Exercise instructions
1. Using the article on German politicians who want to restore ties with Russia, state whether each statement agrees with it: (a) Michael Kretschmer is a deputy chairman of the CDU; (b) Thomas Bareiß is a member of parliament for the SPD; (c) Dietmar Woidke heads the state of Brandenburg. For each, answer yes or no and quote the words of the article that decide it.
2. Write the next part of the article on German politicians who want to restore ties with Russia, beginning after its final sentence.

Excerpt provided
◇ ◇ ◇ ◇
Well, that didn’t take long. Peace negotiations over an end to the war in Ukraine are barely underway, and senior German politicians are already calling for their country to resume its ties to Russia.
The next German government is set to contain fewer people who have a problem with that, and the lure of a return to cheap energy is great. Is Germany on the brink of reverting to its pre-war relationship with Moscow?
Michael Kretschmer, a deputy chairman of Friedrich Merz’s centre-right Christian Democrats (CDU), is just the latest politician to moot the idea of an end to sanctions. Arguing that European sanctions against Russia are “completely out of date”, and out of sync with “what the Americans are doing”, he has demanded “constant discussion over which of the sanctions are perhaps more to our detriment than they have an impact in Russia”.
Kretschmer is not the only one to voice such views now. CDU MP Thomas Bareiß floated the idea of restoring energy deliveries through the Nord Stream pipelines once the situation in Ukraine settles. “Of course, gas can flow again,” he argued, and “relationships will normalise.” His party colleague Jan Heinisch agreed in an interview with Politico earlier this month that Germany “should also be able to discuss purchasing Russian gas again”.
This is not a line of argument that comes solely out of the CDU. The Social Democrats (SPD) of Chancellor Olaf Scholz, who are likely to be the Christian Democrats’ coalition partner, also have many supporters of a resumption of ties with Russia. Dietmar Woidke, head of the state of Brandenburg, has said that he’d be happy “if we could return to normal economic relations with Russia”. This is hardly surprising as his state contains the Schwedt oil refinery, which was once majority Russian-owned and provided most of the fuel used in Berlin. It’s a major employer in the region.
◇ ◇ ◇ ◇
Data shown

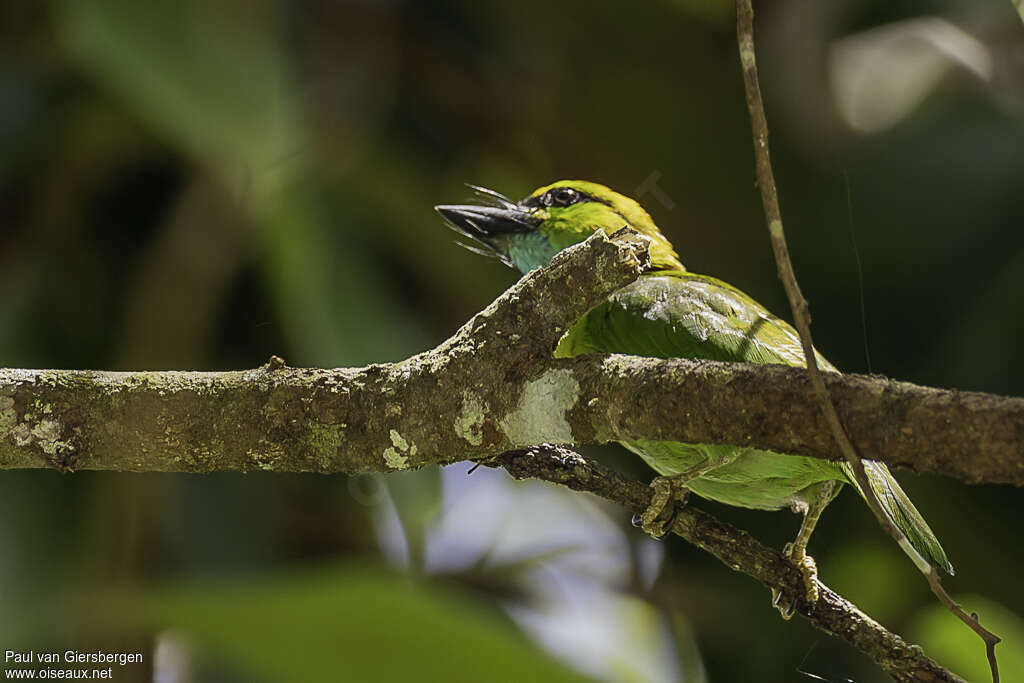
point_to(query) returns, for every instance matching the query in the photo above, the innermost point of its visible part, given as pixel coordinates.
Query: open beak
◇ ◇ ◇ ◇
Exercise answers
1.
(a) Yes: "Michael Kretschmer, a deputy chairman of Friedrich Merz’s centre-right Christian Democrats (CDU)"
(b) No: "CDU MP Thomas Bareiß"
(c) Yes: "Dietmar Woidke, head of the state of Brandenburg"

2.
In the past, Merz has presented himself as a hawkish supporter of Ukraine. Before the election earlier this year, he’d promised to send Kyiv long-range Taurus missiles, something that Scholz had refused to do. He’d also criticised the Chancellor for his telephone call with Russian President Vladimir Putin last year. A huge spending package he’s just pushed through the German parliament was supposed to boost the country’s deterrence value, specifically against the threat from Russia. Moscow seems to believe Merz, with Foreign Minister Sergey Lavrov calling him “pretty aggressive”.
While Merz may not belong to the pro-Russia camp of his party, it’s telling that he has so far made little attempt to silence it either. On the contrary, many of its most vocal proponents are sitting at the negotiating table which hammers out the conditions for the next coalition. Kretschmer is in the senior negotiating group alongside Merz. Bareiß sits in a subgroup on infrastructure (much of which Germany had to wrestle out of Russian control when the war began), and Heinisch is a member of the all-important energy group.
Russian energy has been so central to the German economic model that it has also seeped into the country’s political DNA. Merz won’t be able to eliminate this tendency in the short term, but he must ensure that Berlin doesn’t return to business as usual with Moscow the moment there is an opportunity. Germany needs to diversify its energy sources to keep itself independent of the whims of foreign powers.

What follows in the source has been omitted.